Write out every line from the start of the records down to and including the line that contains "[404,79,427,94]", requests included, and shift each bounding box coordinate in the answers up by 136. Omit the pictures.

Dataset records
......

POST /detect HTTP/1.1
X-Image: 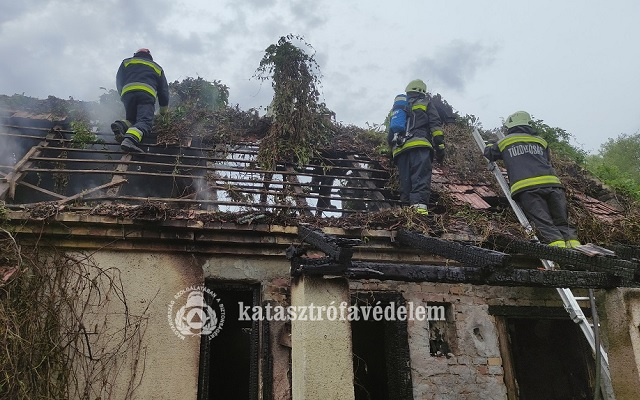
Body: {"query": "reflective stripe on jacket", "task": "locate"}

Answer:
[390,95,444,158]
[116,57,169,107]
[484,126,563,197]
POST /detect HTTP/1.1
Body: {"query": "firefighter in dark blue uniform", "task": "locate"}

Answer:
[484,111,580,248]
[389,79,444,215]
[111,49,169,153]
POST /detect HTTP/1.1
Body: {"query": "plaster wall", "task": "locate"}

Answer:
[77,251,203,400]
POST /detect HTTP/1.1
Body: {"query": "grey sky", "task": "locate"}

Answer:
[0,0,640,150]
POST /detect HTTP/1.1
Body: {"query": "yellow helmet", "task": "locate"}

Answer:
[504,111,531,129]
[404,79,427,94]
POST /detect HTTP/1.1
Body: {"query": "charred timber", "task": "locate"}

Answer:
[291,261,635,289]
[498,238,640,281]
[396,230,511,267]
[298,225,361,266]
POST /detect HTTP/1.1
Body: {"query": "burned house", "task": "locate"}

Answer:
[0,97,640,400]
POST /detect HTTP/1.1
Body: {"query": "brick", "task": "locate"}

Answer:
[487,357,502,365]
[489,365,504,375]
[472,357,487,365]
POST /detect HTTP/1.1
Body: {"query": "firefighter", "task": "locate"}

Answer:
[389,79,445,215]
[111,49,169,153]
[484,111,580,248]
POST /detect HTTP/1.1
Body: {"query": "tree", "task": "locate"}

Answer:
[256,35,331,169]
[599,133,640,183]
[586,133,640,201]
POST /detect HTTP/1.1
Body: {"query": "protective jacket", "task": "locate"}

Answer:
[116,52,169,109]
[389,92,444,158]
[484,125,562,197]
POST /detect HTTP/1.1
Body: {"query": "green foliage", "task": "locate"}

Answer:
[256,35,332,169]
[71,121,104,149]
[600,133,640,178]
[169,77,229,111]
[586,134,640,201]
[531,119,587,164]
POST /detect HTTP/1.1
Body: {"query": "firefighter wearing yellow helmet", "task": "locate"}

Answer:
[389,79,445,215]
[484,111,580,248]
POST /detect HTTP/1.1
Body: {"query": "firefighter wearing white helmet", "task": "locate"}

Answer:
[389,79,445,215]
[484,111,580,248]
[111,48,169,153]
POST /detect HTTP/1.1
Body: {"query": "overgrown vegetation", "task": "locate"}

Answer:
[0,228,147,400]
[256,35,333,170]
[586,133,640,202]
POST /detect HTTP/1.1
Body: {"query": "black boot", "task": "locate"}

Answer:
[111,121,127,143]
[120,137,144,153]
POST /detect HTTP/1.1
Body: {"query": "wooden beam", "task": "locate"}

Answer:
[396,229,511,267]
[347,155,391,210]
[58,179,127,204]
[494,236,640,281]
[0,132,58,200]
[107,153,133,196]
[18,182,66,199]
[298,225,361,265]
[291,261,637,289]
[284,165,313,217]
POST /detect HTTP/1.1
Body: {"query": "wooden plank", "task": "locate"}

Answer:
[347,155,391,209]
[0,132,57,200]
[18,182,66,199]
[495,316,520,400]
[58,179,127,204]
[396,229,511,267]
[291,261,638,289]
[107,153,133,196]
[284,165,313,217]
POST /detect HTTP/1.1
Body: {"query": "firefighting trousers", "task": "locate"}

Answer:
[122,91,156,142]
[394,147,433,205]
[515,187,578,243]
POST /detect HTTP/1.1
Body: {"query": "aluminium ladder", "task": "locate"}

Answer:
[473,128,615,400]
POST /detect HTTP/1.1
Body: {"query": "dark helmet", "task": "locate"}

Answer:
[133,47,151,56]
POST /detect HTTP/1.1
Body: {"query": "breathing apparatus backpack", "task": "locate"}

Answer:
[388,94,409,146]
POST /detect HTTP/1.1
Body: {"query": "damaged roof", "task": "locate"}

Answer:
[0,96,636,247]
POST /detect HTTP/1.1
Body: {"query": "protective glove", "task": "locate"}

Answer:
[436,144,445,164]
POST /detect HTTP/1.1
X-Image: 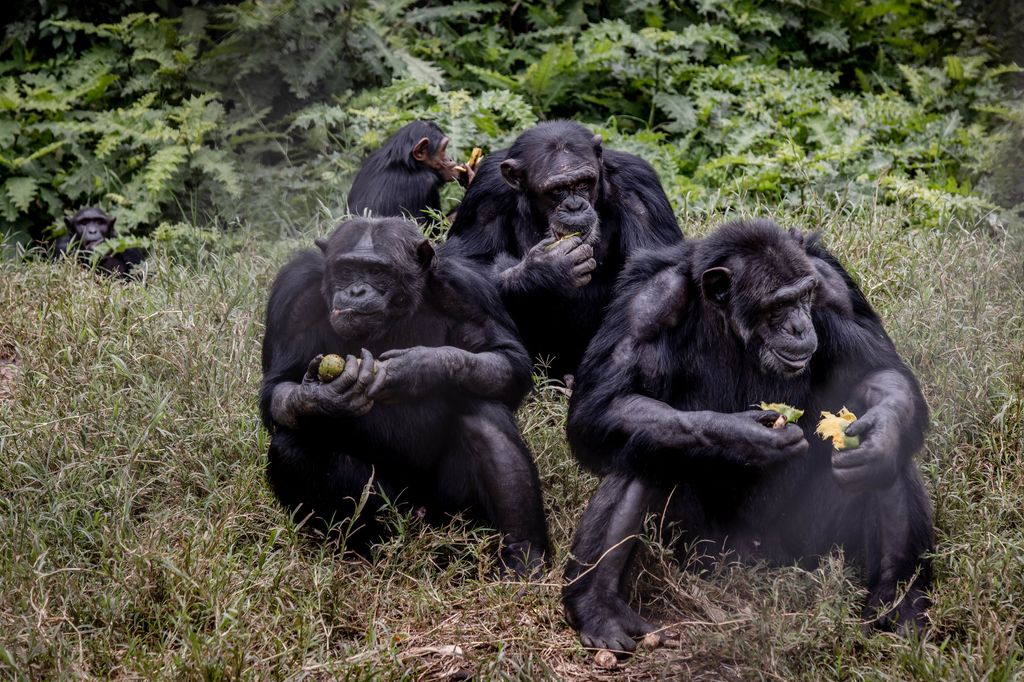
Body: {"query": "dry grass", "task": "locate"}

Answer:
[0,196,1024,680]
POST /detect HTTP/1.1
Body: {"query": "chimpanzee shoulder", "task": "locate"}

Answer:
[603,150,682,253]
[607,243,691,341]
[260,249,332,430]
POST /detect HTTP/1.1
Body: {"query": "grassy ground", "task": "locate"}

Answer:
[0,195,1024,680]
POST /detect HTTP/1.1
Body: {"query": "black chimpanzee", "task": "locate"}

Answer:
[54,207,142,276]
[449,121,682,377]
[348,121,473,222]
[260,218,548,574]
[563,220,934,651]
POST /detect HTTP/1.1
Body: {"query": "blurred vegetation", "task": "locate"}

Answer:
[0,0,1024,249]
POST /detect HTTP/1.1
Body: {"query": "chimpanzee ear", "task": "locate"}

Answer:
[502,159,522,191]
[416,240,434,269]
[700,267,732,305]
[412,137,430,163]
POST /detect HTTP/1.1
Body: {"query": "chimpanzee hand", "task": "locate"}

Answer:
[520,237,597,294]
[833,406,900,493]
[690,410,808,466]
[301,348,382,417]
[370,346,452,402]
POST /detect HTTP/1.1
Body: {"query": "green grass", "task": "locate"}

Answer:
[0,195,1024,680]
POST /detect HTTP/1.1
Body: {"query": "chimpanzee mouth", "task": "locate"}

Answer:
[771,348,811,374]
[551,224,590,240]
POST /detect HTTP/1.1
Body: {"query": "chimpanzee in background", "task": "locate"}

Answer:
[260,218,548,574]
[449,121,682,378]
[563,221,934,651]
[348,121,474,223]
[54,207,142,278]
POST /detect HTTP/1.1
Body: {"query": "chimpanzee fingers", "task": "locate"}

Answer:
[367,361,388,400]
[572,258,597,278]
[302,353,324,384]
[352,348,375,395]
[846,413,878,436]
[530,237,558,253]
[328,355,359,393]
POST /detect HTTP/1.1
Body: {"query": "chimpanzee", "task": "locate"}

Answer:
[260,218,548,574]
[562,220,934,651]
[449,121,682,378]
[54,207,142,278]
[348,121,475,223]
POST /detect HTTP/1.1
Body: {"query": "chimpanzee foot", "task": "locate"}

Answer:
[566,594,656,653]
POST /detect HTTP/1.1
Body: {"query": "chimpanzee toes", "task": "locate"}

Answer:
[580,624,637,653]
[567,595,655,653]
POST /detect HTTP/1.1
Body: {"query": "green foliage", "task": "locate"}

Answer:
[0,13,240,245]
[0,0,1020,241]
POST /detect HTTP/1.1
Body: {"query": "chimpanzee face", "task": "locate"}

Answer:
[502,129,602,244]
[412,129,459,182]
[316,218,433,341]
[700,238,818,377]
[65,208,116,251]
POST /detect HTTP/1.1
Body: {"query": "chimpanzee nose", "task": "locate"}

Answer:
[562,196,586,211]
[782,315,810,339]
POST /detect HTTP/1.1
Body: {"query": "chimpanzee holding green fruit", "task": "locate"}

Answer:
[260,218,548,576]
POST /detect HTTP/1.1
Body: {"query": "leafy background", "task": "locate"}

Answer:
[0,0,1024,681]
[0,0,1024,242]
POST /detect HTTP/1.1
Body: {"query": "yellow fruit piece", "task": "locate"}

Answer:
[758,400,804,421]
[545,232,583,251]
[814,408,860,450]
[317,353,345,384]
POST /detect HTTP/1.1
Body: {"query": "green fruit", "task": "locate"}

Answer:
[318,353,345,384]
[759,400,804,421]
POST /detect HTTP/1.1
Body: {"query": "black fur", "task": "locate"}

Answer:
[54,207,142,278]
[260,218,547,572]
[348,121,445,221]
[449,121,682,377]
[563,221,934,650]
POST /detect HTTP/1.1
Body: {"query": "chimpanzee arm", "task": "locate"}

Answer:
[567,249,807,473]
[807,240,928,491]
[374,248,530,409]
[260,251,380,430]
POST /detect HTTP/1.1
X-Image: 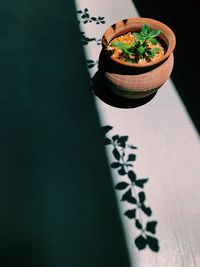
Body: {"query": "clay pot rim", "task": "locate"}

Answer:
[102,17,176,68]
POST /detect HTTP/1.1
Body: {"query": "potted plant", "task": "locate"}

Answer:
[99,18,176,99]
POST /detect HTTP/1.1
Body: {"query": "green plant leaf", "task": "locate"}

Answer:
[149,37,158,45]
[140,23,150,36]
[132,32,146,42]
[112,134,119,141]
[148,30,160,37]
[115,182,129,190]
[137,45,145,55]
[124,209,136,219]
[135,235,147,250]
[151,47,160,54]
[112,42,131,50]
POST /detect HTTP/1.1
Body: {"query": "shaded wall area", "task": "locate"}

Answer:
[132,0,200,132]
[0,0,129,267]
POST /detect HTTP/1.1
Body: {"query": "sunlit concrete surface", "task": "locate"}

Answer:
[76,0,200,267]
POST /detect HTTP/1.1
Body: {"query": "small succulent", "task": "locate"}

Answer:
[112,24,161,62]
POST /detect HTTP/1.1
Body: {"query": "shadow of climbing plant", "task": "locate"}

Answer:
[101,125,159,252]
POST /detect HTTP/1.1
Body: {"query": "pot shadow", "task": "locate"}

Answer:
[91,70,157,109]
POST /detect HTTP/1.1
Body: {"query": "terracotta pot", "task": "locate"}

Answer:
[99,18,176,98]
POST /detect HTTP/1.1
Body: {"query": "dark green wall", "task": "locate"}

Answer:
[0,0,129,267]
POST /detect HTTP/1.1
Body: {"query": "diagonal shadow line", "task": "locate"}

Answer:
[0,0,130,267]
[132,0,200,133]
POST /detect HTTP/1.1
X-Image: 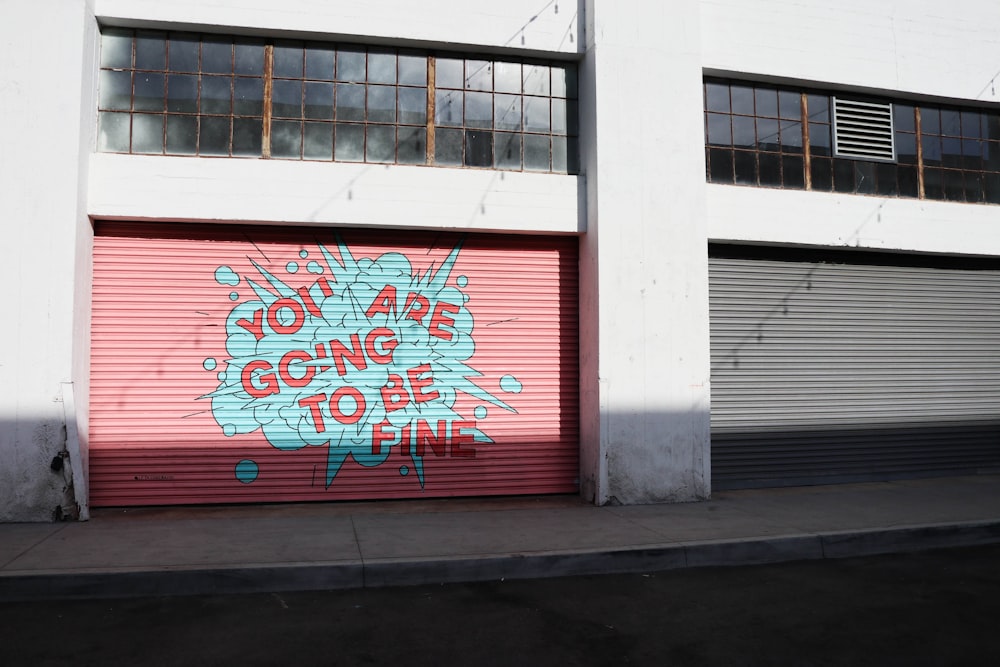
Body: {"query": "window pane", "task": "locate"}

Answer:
[493,132,521,170]
[964,171,983,203]
[920,107,941,134]
[875,162,899,197]
[305,44,337,81]
[337,83,365,120]
[233,77,264,116]
[778,90,802,120]
[551,99,568,134]
[806,95,830,123]
[962,111,983,139]
[493,62,521,94]
[334,123,365,162]
[167,74,198,113]
[896,132,917,164]
[729,85,753,116]
[135,31,167,71]
[892,104,917,132]
[941,137,962,168]
[920,135,941,165]
[493,94,521,132]
[167,33,201,72]
[733,151,757,185]
[465,60,493,90]
[201,76,233,115]
[271,79,302,118]
[522,65,550,95]
[132,114,163,154]
[757,153,781,187]
[101,28,132,68]
[134,72,164,111]
[524,97,549,132]
[368,86,396,123]
[781,155,806,190]
[733,116,757,148]
[465,92,493,129]
[809,158,833,192]
[396,127,427,164]
[201,38,233,74]
[434,130,465,167]
[399,54,427,86]
[97,112,131,153]
[235,42,264,76]
[833,158,854,192]
[896,165,918,197]
[854,160,875,195]
[754,88,778,118]
[398,88,427,125]
[941,109,962,137]
[99,70,132,111]
[233,118,262,157]
[781,120,802,153]
[365,125,396,162]
[757,118,778,151]
[167,116,198,155]
[272,42,303,79]
[809,123,832,155]
[705,83,729,113]
[303,81,333,120]
[706,113,733,146]
[552,137,569,174]
[522,134,549,171]
[198,117,229,155]
[434,58,465,88]
[708,148,733,183]
[368,51,396,83]
[302,123,333,160]
[271,120,302,158]
[962,139,983,170]
[434,90,465,127]
[337,49,365,81]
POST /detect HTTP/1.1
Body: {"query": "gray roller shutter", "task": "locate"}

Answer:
[710,246,1000,489]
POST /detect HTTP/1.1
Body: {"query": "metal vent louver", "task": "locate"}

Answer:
[833,97,896,160]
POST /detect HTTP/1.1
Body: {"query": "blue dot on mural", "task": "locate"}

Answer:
[500,375,522,394]
[236,459,260,484]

......

- [Exercise solution]
POST /detect HTTP/1.1
X-Image: 
Body: {"query": "reflective stripe on jacket", "task": "locate"}

Answer:
[526,231,580,294]
[252,193,305,243]
[620,262,699,333]
POST /detect HTTP/1.1
Body: {"query": "firefighter in dark blue uniform", "task": "locate"}

Answer:
[620,247,716,384]
[525,215,580,351]
[247,185,305,289]
POST /detect HTTP/1.1
Body: {"query": "plaster wall", "task": "locate"}

Answer:
[213,387,339,536]
POST /detect HTTP/1.1
Body: {"query": "grey sky", "task": "locate"}

Answer:
[136,136,776,286]
POST /detect HTTP/1.1
Body: {"query": "yellow helmet", "task": "locate"}

Answer:
[640,247,667,265]
[540,215,563,230]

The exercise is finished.